:: Requirements ::
Count the lines in the entries below that contain the string "roof", matching case exactly. Reply with the number alone.

:: Record excerpts ::

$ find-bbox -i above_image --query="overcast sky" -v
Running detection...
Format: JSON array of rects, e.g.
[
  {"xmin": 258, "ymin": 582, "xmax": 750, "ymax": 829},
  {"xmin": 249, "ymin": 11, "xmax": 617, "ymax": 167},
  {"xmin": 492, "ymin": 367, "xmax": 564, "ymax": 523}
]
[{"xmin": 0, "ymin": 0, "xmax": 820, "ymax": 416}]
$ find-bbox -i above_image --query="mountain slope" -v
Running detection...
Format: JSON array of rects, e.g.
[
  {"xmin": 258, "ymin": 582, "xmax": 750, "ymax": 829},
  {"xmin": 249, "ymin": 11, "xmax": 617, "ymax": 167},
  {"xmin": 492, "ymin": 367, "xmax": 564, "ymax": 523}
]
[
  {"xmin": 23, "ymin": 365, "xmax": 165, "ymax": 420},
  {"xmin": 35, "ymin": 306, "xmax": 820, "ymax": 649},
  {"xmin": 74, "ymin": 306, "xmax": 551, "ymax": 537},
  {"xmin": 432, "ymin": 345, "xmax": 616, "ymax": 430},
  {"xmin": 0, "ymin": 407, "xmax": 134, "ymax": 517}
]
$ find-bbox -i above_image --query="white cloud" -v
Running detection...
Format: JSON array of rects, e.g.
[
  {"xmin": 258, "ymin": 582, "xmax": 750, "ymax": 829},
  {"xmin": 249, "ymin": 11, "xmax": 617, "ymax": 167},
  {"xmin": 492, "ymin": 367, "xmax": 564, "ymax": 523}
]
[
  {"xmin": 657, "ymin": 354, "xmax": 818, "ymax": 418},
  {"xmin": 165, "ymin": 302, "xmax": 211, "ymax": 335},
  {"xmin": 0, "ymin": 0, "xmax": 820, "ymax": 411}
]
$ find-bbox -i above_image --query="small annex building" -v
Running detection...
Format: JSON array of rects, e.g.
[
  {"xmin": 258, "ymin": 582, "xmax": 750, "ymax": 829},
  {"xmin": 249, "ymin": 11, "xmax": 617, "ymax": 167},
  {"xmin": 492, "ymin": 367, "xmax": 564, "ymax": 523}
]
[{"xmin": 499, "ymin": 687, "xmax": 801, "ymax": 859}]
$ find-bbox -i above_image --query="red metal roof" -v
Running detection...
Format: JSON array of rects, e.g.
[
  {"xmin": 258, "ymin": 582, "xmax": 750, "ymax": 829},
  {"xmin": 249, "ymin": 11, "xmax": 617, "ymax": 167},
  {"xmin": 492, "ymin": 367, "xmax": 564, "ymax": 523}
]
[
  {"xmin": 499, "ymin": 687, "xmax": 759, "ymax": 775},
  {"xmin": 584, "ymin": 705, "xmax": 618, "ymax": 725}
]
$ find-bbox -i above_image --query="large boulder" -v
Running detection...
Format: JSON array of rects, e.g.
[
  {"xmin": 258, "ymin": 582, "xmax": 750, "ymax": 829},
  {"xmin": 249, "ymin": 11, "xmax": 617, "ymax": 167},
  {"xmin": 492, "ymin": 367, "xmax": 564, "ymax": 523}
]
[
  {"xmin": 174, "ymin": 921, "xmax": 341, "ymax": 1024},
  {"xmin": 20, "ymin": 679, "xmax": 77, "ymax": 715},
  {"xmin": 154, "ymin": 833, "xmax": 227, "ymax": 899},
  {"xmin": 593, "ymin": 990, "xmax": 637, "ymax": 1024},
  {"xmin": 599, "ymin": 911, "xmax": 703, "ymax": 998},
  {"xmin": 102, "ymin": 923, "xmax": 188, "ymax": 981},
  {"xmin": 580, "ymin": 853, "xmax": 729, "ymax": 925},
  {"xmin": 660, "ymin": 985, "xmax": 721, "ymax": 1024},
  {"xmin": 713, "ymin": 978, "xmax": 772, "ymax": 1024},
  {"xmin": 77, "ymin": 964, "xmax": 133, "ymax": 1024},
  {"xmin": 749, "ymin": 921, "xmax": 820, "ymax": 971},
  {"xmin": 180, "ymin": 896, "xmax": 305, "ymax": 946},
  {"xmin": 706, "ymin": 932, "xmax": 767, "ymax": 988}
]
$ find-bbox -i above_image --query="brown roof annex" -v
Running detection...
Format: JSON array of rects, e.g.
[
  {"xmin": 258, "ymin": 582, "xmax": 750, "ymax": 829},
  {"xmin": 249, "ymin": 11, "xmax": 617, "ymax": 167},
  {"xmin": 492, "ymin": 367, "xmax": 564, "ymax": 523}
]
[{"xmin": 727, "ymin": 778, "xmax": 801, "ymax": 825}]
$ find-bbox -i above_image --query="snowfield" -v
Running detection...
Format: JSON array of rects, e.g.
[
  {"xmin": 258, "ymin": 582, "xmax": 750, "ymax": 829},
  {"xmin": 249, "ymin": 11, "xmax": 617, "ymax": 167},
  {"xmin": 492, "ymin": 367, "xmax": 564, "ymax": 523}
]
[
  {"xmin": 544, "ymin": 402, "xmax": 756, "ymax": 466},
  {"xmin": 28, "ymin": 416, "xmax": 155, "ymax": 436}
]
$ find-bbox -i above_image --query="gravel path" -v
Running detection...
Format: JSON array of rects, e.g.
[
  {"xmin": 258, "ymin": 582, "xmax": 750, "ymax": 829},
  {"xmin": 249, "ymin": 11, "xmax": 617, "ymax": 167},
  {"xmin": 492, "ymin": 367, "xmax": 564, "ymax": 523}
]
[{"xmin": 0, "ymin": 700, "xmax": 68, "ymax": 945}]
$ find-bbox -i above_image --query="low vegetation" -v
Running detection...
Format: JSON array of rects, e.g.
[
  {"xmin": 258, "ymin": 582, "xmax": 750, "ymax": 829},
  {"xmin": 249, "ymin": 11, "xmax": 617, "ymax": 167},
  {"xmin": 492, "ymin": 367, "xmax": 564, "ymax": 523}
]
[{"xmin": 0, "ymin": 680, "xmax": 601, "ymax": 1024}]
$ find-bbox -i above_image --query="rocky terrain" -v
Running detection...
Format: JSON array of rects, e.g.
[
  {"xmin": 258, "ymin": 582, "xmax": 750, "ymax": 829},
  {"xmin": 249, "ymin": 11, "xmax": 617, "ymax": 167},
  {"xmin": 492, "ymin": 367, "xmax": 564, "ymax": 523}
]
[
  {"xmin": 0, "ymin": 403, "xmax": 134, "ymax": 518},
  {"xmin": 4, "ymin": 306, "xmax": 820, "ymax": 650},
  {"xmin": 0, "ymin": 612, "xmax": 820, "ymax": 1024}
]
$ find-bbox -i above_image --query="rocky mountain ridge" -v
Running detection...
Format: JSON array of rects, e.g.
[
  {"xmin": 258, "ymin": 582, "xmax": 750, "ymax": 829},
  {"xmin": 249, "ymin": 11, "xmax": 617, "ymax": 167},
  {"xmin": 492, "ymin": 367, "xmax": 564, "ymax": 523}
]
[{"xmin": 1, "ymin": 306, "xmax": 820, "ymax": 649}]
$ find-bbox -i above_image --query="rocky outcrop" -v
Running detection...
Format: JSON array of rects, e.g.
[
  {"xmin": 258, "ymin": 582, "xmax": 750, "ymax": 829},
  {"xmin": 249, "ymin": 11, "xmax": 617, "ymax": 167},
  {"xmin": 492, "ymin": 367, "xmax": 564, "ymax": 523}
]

:: Response below ::
2